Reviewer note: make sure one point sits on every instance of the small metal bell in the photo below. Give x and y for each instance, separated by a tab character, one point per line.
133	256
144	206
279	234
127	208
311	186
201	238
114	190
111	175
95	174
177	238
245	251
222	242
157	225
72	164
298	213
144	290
◆ ◆ ◆ ◆ ◆
*PROBLEM STATEMENT*
Restate each entry above word for word.

*WRITTEN RESPONSE*
Reviewer note: make sure one point sits on every instance of the small metal bell in the photo below. Give x and y for each instance, separated by a tab character, one point per line.
133	256
144	206
279	234
127	208
311	186
201	238
114	190
111	175
95	174
177	238
245	251
222	242
157	225
72	164
298	213
144	290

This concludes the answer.